Return all of the entries exactly, but do not include the pictures.

________________

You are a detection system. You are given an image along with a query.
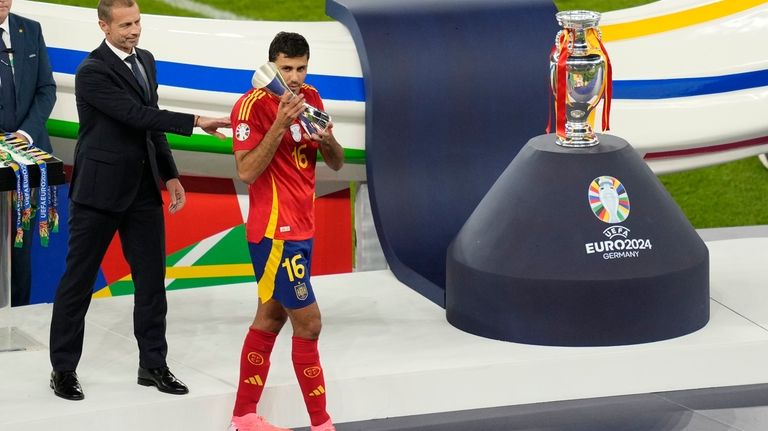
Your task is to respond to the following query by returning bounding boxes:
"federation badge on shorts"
[290,123,302,142]
[294,282,308,301]
[235,123,250,141]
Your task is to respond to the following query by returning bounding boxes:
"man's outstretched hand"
[197,116,231,139]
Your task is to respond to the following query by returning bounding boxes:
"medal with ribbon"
[1,134,58,246]
[0,148,24,247]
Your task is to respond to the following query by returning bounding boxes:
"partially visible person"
[0,0,57,307]
[227,32,343,431]
[48,0,229,401]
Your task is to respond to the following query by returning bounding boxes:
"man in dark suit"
[48,0,229,401]
[0,0,57,307]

________________

## Problem solution
You are a detection system. You are given an image along with a query.
Your task is to respond to the following query by returning bounding boxes:
"federation badge on shorts"
[290,123,302,142]
[294,282,308,301]
[235,123,250,141]
Your task is to respond to the following query by returning bounding boxes:
"man's outstretched hand"
[197,116,231,139]
Your task is to respond to the following query by returning bounding boxes:
"medal with ribbon"
[1,134,58,246]
[0,148,24,247]
Your task is to respond to the following query by returning bounding boxes:
"partially visible person"
[0,0,57,307]
[227,32,343,431]
[48,0,229,401]
Your task is to respond to the following query by returning bounding boxes:
"man in dark suit"
[48,0,229,401]
[0,0,57,307]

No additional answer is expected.